*EXERCISES TO COMPLETE*.
a: Retype the article on Anwar al-Awlaki and the 9/11 hijackers, starting at "What Judicial Watch" and ending at "describing its findings.".
b: In the article on Anwar al-Awlaki and the 9/11 hijackers, how many airplane tickets did Fox News claim Awlaki may have purchased?
c: Proceed with the article on whether Awlaki helped the 9/11 hijackers, writing on from its last sentence.

Did Awlaki Really Help the 9/11 Hijackers?
What Judicial Watch and Fox News got wrong about al Qaeda's leading English-language ideologue.
UPDATE: Fox News on Friday afternoon filed a "follow-up" (as opposed to a "correction") in which the FBI denied the claim that Awlaki bought tickets for the hijackers, specifically citing the previously released document reported here Thursday.
UPDATE: Fox News on Friday afternoon filed a “follow-up” (as opposed to a “correction”) in which the FBI denied the claim that Awlaki bought tickets for the hijackers, specifically citing the previously released document reported here Thursday.
What a scoop! Fox News, reporting from documents released by Judicial Watch, has claimed that Anwar al-Awlaki, the late Yemeni-American al Qaeda ideologue, may have purchased three pre-hijacking airplane tickets for some of the 9/11 hijackers. Judicial Watch was even less circumspect in describing its findings.

Dataset entries
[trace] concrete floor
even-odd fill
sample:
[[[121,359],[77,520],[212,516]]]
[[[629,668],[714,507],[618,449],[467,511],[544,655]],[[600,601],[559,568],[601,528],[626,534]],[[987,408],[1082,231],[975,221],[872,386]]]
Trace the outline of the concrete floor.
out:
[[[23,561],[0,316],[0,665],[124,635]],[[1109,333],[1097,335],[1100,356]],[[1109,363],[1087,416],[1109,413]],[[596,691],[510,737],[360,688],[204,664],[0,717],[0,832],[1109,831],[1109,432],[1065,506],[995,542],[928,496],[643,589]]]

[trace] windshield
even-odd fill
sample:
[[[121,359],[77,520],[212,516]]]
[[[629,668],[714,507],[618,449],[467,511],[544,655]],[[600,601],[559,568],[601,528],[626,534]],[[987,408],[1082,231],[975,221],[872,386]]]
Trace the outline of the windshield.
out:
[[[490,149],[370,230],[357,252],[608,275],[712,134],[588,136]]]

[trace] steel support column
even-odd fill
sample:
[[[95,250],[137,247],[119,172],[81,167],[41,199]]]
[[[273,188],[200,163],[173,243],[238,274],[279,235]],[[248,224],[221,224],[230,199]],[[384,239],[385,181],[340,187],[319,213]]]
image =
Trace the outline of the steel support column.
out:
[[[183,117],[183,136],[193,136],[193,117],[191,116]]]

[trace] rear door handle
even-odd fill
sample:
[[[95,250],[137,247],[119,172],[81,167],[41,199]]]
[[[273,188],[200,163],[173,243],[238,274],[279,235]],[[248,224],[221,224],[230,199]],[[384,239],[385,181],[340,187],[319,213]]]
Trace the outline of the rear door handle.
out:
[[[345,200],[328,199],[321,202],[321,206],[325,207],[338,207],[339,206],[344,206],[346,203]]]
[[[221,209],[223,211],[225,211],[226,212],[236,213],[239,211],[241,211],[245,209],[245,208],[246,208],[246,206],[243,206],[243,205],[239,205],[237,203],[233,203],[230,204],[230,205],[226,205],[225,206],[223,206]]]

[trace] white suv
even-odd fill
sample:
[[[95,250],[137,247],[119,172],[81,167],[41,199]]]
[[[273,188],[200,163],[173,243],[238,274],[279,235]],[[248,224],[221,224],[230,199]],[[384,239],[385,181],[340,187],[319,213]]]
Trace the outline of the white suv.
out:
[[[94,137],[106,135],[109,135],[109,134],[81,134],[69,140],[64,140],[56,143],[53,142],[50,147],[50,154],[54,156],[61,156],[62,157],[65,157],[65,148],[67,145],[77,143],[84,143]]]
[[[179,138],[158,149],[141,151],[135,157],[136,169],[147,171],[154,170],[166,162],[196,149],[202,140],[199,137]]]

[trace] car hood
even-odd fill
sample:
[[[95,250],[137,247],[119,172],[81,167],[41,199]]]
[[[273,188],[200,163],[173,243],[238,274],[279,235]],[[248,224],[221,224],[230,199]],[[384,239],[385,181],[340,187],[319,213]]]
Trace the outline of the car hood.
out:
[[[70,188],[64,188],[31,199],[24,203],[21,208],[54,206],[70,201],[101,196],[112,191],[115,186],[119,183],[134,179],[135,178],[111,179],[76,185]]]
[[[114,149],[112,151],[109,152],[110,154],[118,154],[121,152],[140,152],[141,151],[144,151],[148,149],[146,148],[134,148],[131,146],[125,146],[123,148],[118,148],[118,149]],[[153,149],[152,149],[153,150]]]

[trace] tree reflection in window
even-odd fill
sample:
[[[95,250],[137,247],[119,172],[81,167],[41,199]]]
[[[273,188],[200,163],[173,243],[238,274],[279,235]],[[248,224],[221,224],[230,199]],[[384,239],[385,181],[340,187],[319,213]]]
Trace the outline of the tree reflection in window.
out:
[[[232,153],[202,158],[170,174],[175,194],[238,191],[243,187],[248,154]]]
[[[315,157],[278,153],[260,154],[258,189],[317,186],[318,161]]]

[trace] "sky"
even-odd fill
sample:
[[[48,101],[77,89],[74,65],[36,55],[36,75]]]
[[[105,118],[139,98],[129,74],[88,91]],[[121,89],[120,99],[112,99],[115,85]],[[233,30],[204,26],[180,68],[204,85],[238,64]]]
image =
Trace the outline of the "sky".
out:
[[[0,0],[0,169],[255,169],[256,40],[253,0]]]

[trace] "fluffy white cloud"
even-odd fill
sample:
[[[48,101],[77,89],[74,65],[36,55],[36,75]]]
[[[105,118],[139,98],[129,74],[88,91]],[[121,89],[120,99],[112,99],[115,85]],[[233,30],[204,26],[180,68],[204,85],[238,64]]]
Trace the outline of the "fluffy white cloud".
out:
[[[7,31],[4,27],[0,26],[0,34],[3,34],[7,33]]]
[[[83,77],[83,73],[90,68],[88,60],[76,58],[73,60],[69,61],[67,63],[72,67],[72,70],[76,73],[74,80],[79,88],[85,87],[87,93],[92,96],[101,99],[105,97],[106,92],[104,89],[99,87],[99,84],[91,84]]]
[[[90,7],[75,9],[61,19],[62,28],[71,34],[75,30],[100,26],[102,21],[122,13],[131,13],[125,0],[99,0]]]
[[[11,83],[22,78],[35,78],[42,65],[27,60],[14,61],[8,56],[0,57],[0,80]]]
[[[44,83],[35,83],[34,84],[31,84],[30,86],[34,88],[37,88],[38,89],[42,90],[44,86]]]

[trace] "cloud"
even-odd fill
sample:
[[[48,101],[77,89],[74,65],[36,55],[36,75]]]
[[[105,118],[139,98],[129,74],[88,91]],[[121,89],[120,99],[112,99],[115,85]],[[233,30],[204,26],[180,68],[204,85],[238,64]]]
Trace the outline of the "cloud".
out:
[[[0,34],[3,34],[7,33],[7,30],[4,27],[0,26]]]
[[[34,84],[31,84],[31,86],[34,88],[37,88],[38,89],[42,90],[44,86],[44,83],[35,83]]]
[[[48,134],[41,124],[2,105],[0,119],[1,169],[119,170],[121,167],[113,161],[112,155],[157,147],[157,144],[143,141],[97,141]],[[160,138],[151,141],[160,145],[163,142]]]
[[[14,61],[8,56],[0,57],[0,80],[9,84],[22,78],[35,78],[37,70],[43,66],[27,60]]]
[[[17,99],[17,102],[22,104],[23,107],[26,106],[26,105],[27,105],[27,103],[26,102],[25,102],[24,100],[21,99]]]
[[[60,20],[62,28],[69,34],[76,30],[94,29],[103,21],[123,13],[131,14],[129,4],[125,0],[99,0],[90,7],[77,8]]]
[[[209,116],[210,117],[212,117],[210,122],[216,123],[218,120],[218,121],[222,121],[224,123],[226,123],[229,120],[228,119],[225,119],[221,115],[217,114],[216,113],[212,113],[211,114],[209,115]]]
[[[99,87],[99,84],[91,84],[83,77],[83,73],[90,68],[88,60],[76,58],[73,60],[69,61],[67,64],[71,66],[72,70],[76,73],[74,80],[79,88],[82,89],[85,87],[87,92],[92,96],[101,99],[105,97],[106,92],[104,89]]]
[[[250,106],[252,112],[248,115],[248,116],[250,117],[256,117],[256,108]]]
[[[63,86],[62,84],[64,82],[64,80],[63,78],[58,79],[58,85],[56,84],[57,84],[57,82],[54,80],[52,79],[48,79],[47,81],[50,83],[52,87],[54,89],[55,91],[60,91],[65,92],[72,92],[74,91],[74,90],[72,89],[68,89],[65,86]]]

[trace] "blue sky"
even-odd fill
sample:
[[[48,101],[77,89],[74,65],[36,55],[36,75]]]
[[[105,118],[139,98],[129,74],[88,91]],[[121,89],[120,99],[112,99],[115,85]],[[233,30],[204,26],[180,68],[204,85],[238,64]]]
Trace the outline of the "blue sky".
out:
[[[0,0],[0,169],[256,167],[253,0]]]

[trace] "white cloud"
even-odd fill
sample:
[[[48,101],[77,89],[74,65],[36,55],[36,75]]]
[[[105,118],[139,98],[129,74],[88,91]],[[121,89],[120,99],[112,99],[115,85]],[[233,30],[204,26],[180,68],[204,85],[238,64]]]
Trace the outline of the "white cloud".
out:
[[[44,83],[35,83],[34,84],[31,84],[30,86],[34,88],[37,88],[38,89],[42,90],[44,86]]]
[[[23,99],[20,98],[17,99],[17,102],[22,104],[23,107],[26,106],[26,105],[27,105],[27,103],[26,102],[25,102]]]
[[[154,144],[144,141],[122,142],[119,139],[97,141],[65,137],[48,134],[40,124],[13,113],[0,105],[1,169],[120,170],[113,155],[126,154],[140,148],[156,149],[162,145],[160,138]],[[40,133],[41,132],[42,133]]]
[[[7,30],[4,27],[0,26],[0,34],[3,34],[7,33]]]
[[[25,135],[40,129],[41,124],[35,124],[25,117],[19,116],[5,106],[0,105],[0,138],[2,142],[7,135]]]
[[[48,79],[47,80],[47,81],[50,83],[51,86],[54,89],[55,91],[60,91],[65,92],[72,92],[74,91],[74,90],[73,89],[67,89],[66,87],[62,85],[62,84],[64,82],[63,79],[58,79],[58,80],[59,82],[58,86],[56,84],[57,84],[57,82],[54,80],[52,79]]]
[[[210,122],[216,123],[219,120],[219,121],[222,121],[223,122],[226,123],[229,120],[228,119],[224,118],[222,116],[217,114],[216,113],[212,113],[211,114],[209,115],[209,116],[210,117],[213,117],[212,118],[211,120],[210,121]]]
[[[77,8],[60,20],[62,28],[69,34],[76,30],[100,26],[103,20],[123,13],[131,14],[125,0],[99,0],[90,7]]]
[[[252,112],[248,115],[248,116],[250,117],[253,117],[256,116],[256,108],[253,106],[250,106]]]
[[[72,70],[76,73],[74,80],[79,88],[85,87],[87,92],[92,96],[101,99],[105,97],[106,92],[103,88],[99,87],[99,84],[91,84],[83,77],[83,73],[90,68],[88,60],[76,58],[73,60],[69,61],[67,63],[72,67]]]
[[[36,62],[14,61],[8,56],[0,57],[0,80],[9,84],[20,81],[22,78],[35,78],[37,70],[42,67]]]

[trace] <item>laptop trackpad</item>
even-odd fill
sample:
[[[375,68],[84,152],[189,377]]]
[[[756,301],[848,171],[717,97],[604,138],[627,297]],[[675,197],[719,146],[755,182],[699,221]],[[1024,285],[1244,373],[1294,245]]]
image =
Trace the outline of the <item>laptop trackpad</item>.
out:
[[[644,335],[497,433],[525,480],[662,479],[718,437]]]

*ANSWERS FOR THE TASKS*.
a:
What Judicial Watch and Fox News got wrong about al Qaeda's leading English-language ideologue.
UPDATE: Fox News on Friday afternoon filed a "follow-up" (as opposed to a "correction") in which the FBI denied the claim that Awlaki bought tickets for the hijackers, specifically citing the previously released document reported here Thursday.
UPDATE: Fox News on Friday afternoon filed a “follow-up” (as opposed to a “correction”) in which the FBI denied the claim that Awlaki bought tickets for the hijackers, specifically citing the previously released document reported here Thursday.
What a scoop! Fox News, reporting from documents released by Judicial Watch, has claimed that Anwar al-Awlaki, the late Yemeni-American al Qaeda ideologue, may have purchased three pre-hijacking airplane tickets for some of the 9/11 hijackers. Judicial Watch was even less circumspect in describing its findings.

b: Three pre-hijacking airplane tickets.

c:
According to the story by Fox News Washington correspondent Catherine Herridge:
The heavily redacted records — obtained by Judicial Watch through a Freedom of information Act request — suggest the FBI held evidence tying the American-born cleric to the hijackers just 16 days after the attack that killed nearly 3,000 Americans.
“We have FBI documents showing that the FBI knew that al-Awlaki had bought three tickets for three of the hijackers to fly into Florida and into Las Vegas, including the lead hijacker, Mohammad Atta,” Tom Fitton, president of Judicial Watch, told Fox News.
There are only two problems with this story.
First, there’s a paragraph of type redacted in between the mention of Awlaki and the mention of the hijackers.
Plenty of room there to start another heading.
Second, all three tickets are attributed to known debit cards held by the hijackers that do not match the card number given for Awlaki in Judicial Watch’s bombshell-smoking-gun-gate FOIA document.
The attributions appear in an FBI chronology of the hijackers’ activities also obtained through the Freedom of Information Act, by this reporter, as part of a collection of 9/11 documents posted online years ago and featured by Fox News itself in a special on 9/11 a while back.
That chronology was assembled long after the Sept. 26, 2001, document obtained by Judicial Watch. So even if the document says Awlaki bought the tickets — and it’s by no means clear that it does — it would still represent a very early lead, compared to the 2003 chronology, by which time mistakes would have been weeded out.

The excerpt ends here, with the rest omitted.